>>>>>

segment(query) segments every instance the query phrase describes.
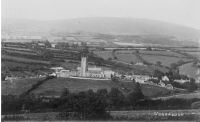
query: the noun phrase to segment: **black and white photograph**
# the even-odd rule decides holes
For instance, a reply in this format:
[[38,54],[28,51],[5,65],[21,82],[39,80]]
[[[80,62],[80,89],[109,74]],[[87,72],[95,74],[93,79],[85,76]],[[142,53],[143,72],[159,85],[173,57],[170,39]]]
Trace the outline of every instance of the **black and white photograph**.
[[199,0],[1,0],[1,121],[200,121]]

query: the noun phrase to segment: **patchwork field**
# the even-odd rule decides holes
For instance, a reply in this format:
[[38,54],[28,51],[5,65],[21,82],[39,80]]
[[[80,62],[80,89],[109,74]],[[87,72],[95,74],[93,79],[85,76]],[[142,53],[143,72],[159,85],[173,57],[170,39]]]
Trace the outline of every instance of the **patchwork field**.
[[155,97],[170,94],[170,90],[158,86],[143,84],[141,85],[142,92],[145,96]]
[[167,56],[155,56],[155,55],[141,55],[142,58],[150,63],[156,64],[157,61],[160,61],[164,66],[170,66],[172,63],[177,63],[180,60],[190,61],[187,58],[177,58],[177,57],[167,57]]
[[1,94],[2,95],[20,95],[23,92],[31,88],[31,86],[37,83],[38,80],[43,78],[27,78],[18,79],[12,81],[2,81],[1,82]]
[[[41,79],[19,79],[2,82],[2,94],[14,94],[20,95],[21,93],[27,91],[31,88],[33,84]],[[122,85],[123,84],[123,85]],[[59,96],[65,88],[69,89],[71,92],[80,92],[92,89],[97,91],[98,89],[107,89],[108,91],[115,87],[123,91],[123,88],[129,89],[129,91],[134,89],[134,84],[131,82],[114,83],[108,80],[89,80],[89,79],[72,79],[72,78],[54,78],[45,81],[37,89],[33,90],[32,93],[37,95],[47,95],[47,96]],[[157,86],[150,86],[141,84],[142,92],[147,97],[155,97],[167,95],[170,93],[169,90]],[[126,93],[127,91],[123,91]]]
[[44,84],[39,86],[38,89],[34,90],[34,94],[45,94],[45,95],[60,95],[65,88],[71,92],[80,92],[92,89],[96,91],[98,89],[110,90],[115,84],[111,81],[98,81],[89,79],[72,79],[72,78],[55,78],[46,81]]
[[14,57],[9,55],[1,55],[1,59],[5,61],[14,61],[14,62],[24,62],[24,63],[36,63],[36,64],[50,64],[49,61],[35,60],[30,58]]
[[115,55],[116,55],[117,59],[122,62],[126,62],[126,63],[140,62],[140,59],[138,59],[135,54],[116,53]]
[[200,68],[194,66],[193,63],[187,63],[179,67],[180,74],[188,75],[189,77],[193,77],[195,79],[198,79],[200,76],[198,70],[200,71]]
[[185,52],[185,53],[190,54],[190,55],[200,59],[200,51],[199,52]]
[[94,54],[102,57],[105,60],[108,60],[108,58],[113,58],[112,51],[94,51]]
[[167,57],[185,57],[184,55],[172,52],[172,51],[146,51],[146,50],[141,50],[141,54],[145,55],[155,55],[155,56],[167,56]]

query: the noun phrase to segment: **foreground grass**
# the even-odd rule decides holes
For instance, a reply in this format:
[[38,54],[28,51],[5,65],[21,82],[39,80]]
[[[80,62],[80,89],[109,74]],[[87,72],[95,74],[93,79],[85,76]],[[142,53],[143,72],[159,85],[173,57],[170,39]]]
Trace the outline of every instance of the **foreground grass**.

<<<<<

* DIRECTION
Repeat the material with "noun phrase" swapped for "search term" and everything else unchanged. Leave out the pictures.

* THE SOLUTION
segment(query) segments every instance the query phrase describes.
query: the search term to segment: **black and white photograph**
# the even-odd rule decides holes
For instance, a reply in this format:
[[38,54],[28,51],[5,65],[21,82],[39,80]]
[[[80,62],[80,89],[109,74]],[[87,72],[95,74],[93,79],[85,76]],[[142,53],[143,72],[159,85],[173,57],[170,39]]]
Trace the outline of every instance of the **black and white photograph**.
[[199,0],[1,0],[1,121],[200,121]]

query: the search term to segment: **patchwork field**
# the even-odd rule decides holes
For instance, a reply in this format:
[[38,54],[28,51],[5,65],[21,82],[39,80]]
[[[80,62],[80,89],[109,74]],[[87,72],[95,74],[93,79],[85,76]],[[142,53],[143,72],[159,85],[173,57],[170,39]]]
Trace the outline of every instance of the **patchwork field**.
[[155,97],[170,94],[170,90],[158,86],[143,84],[141,85],[142,92],[145,96]]
[[167,56],[155,56],[155,55],[141,55],[142,58],[150,63],[156,64],[157,61],[160,61],[164,66],[170,66],[172,63],[177,63],[180,60],[190,61],[187,58],[177,58],[177,57],[167,57]]
[[1,94],[2,95],[20,95],[23,92],[31,88],[31,86],[37,83],[38,80],[43,78],[27,78],[18,79],[12,81],[2,81],[1,82]]
[[[41,79],[19,79],[2,82],[2,94],[14,94],[20,95],[21,93],[27,91],[31,88],[33,84]],[[122,85],[123,84],[123,85]],[[59,96],[65,88],[69,89],[71,92],[80,92],[92,89],[97,91],[98,89],[107,89],[108,91],[115,87],[123,91],[123,88],[129,89],[129,91],[134,89],[134,84],[131,82],[114,83],[108,80],[89,80],[89,79],[72,79],[72,78],[54,78],[45,81],[37,89],[33,90],[32,93],[37,95],[47,95],[47,96]],[[157,86],[150,86],[141,84],[142,92],[147,97],[155,97],[167,95],[170,93],[169,90]],[[126,93],[127,91],[123,91]]]
[[44,84],[39,86],[38,89],[34,90],[34,94],[45,94],[45,95],[60,95],[65,88],[71,92],[80,92],[92,89],[96,91],[98,89],[110,90],[115,84],[111,81],[98,81],[89,79],[72,79],[72,78],[55,78],[46,81]]
[[14,57],[9,55],[1,55],[1,59],[5,61],[14,61],[14,62],[24,62],[24,63],[36,63],[36,64],[50,64],[49,61],[35,60],[30,58]]
[[115,55],[116,55],[117,59],[122,62],[126,62],[126,63],[140,62],[140,59],[138,59],[135,54],[116,53]]
[[200,68],[194,66],[193,63],[187,63],[179,67],[180,74],[188,75],[189,77],[193,77],[195,79],[198,79],[200,76],[198,70],[200,71]]
[[185,52],[185,53],[190,54],[190,55],[200,59],[200,51],[199,52]]
[[94,54],[102,57],[105,60],[108,60],[108,58],[113,58],[112,51],[94,51]]
[[167,57],[185,57],[184,55],[172,52],[172,51],[146,51],[146,50],[141,50],[141,54],[145,55],[155,55],[155,56],[167,56]]

query: the search term to segment: **foreground grass**
# the even-odd rule decides holes
For instance, a reply in this format:
[[38,54],[28,51],[5,65],[21,82],[39,80]]
[[[80,62],[80,89],[109,74]],[[87,72],[95,74],[93,79],[85,76]],[[142,53],[143,72],[159,85],[173,57],[170,39]]]
Trace the outline of every instance of the **foreground grass**.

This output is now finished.